◆ **Task requirements**
Put each line of the rows below into a numbered list, skipping any blank lines and leaving out the pictures.

(Photo object pointing rows)
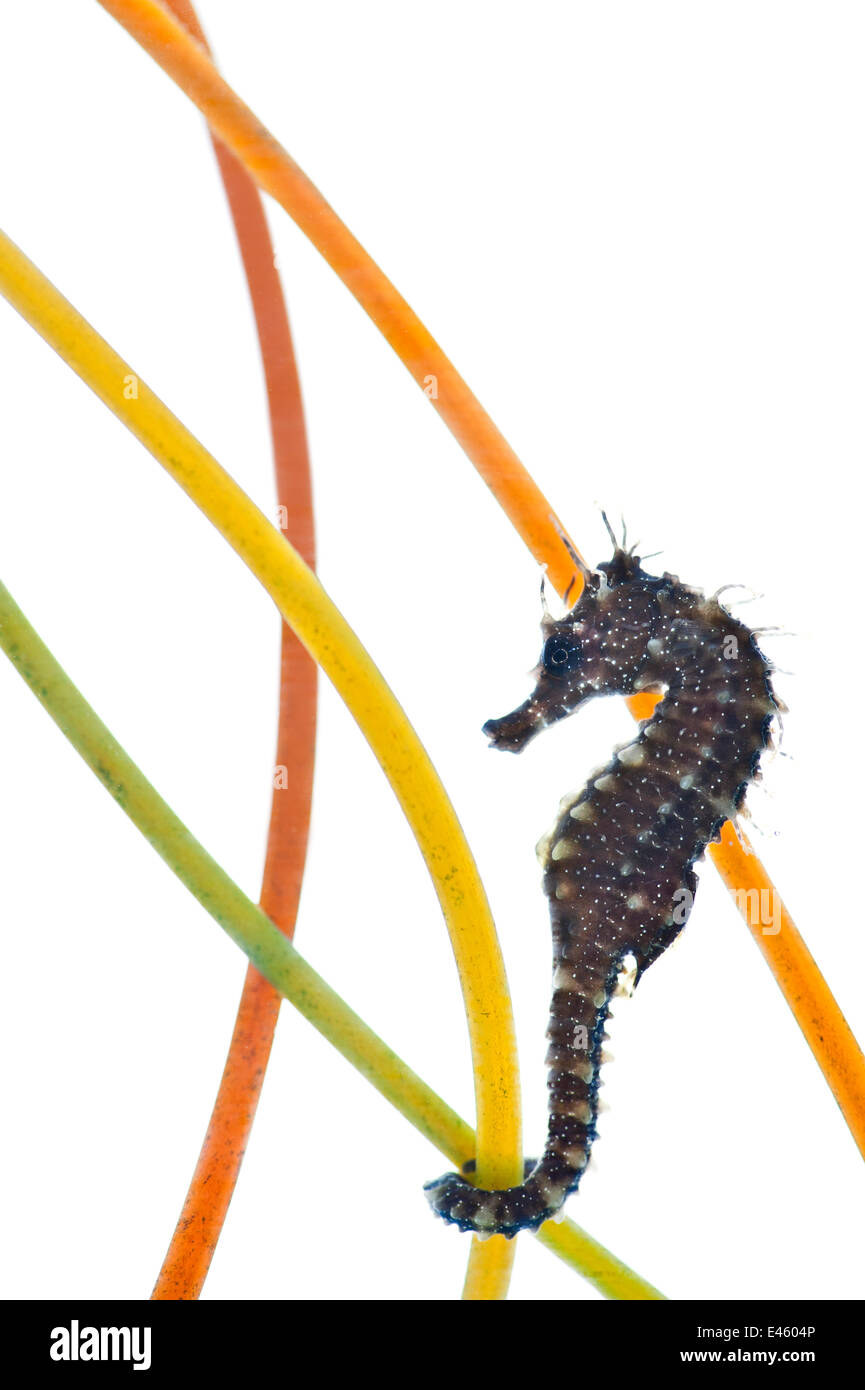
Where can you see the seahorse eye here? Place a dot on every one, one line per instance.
(561, 655)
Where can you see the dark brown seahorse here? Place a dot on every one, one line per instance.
(619, 862)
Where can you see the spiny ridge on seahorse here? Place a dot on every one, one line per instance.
(619, 862)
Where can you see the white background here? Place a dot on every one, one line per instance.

◆ **Written solution**
1. Where can you see the seahorse eye here? Place a dot on every one, one line per instance.
2. (561, 655)
3. Where can you see the dark brown seahorse here? Place a dot on every one, one line per instance.
4. (619, 862)
5. Where can you see the spiny ridge on seahorse here? Place a dot on every one, one line per instance.
6. (619, 862)
7. Where can you see the white background here? Place a dot on every one, one line per instance.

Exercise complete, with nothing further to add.